REQUEST
Copy every line of the records below word for word, omitting the pictures.

[start of ROWS]

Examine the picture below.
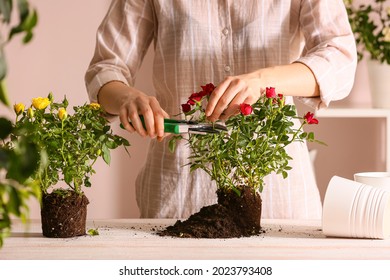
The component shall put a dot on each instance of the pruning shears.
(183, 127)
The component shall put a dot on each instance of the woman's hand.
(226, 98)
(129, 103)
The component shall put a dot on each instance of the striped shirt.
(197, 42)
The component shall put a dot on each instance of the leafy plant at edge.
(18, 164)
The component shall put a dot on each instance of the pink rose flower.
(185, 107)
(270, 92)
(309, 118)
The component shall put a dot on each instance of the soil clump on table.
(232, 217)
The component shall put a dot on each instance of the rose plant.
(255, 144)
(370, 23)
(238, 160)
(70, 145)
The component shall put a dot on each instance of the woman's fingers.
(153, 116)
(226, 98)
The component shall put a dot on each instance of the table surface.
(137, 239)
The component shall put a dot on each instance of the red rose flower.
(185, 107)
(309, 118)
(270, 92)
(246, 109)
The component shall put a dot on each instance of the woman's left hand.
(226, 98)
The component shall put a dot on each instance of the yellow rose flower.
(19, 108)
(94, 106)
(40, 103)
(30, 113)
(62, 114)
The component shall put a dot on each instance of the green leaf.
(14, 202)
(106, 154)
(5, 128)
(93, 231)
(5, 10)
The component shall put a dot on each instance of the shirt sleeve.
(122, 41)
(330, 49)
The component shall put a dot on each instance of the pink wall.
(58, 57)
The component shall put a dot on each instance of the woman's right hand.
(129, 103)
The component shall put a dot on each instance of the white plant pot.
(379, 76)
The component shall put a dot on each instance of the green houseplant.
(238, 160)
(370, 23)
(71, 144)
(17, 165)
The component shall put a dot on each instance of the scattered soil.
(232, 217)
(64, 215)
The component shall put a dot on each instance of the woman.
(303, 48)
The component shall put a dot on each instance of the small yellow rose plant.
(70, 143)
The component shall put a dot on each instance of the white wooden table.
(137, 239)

[end of ROWS]

REPLY TO THE TASK
Examine the picture below.
The component shall put a dot on each instance of the pruning shears.
(183, 127)
The component shall put a dot on each instance of the woman's hand.
(226, 98)
(129, 103)
The component shall put a dot on each instance of the striped shirt.
(197, 42)
The component shall put a dot on each instance of the leafy plant at edge.
(18, 164)
The component shall put a dot on each instance of the pink rose flower.
(185, 107)
(270, 92)
(309, 118)
The component shall put a dot on each instance of the soil clump on table.
(232, 217)
The component shall put a dot on each instance of the rose plant.
(255, 144)
(370, 23)
(238, 160)
(70, 145)
The component shall put a dot on each instance of the woman's fingers.
(153, 116)
(226, 98)
The component shall put a dot on each instance of the table surface.
(137, 239)
The component shall put a dot on each instance of the red rose flower.
(185, 107)
(309, 118)
(270, 92)
(246, 109)
The component shall put a dot on each instance of the woman's left hand.
(226, 98)
The component shall put a dot on each instance of the yellow rose flower.
(19, 108)
(94, 106)
(40, 103)
(30, 113)
(62, 114)
The component shall put a dot on each instance of the green leaf.
(14, 202)
(106, 154)
(5, 128)
(93, 231)
(5, 10)
The component shall put a dot on each instance of the shirt sleeve.
(122, 41)
(330, 49)
The component shall put a dot on each instance of the pink wall.
(58, 57)
The component shall put a dot on each instance of the woman's right hand.
(129, 103)
The component shall put a dot on each instance of the white plant pot.
(379, 76)
The component shall put a dot on each instance of the green houseplant.
(238, 160)
(370, 23)
(71, 144)
(17, 165)
The component shall put a dot on each instance of the scattered soil.
(232, 217)
(64, 215)
The component shall put a dot on each instance of the woman.
(303, 48)
The component shall put a dot on each instance of the small yellow rose plant.
(70, 143)
The component shall put a dot on each instance of the white wooden table.
(137, 239)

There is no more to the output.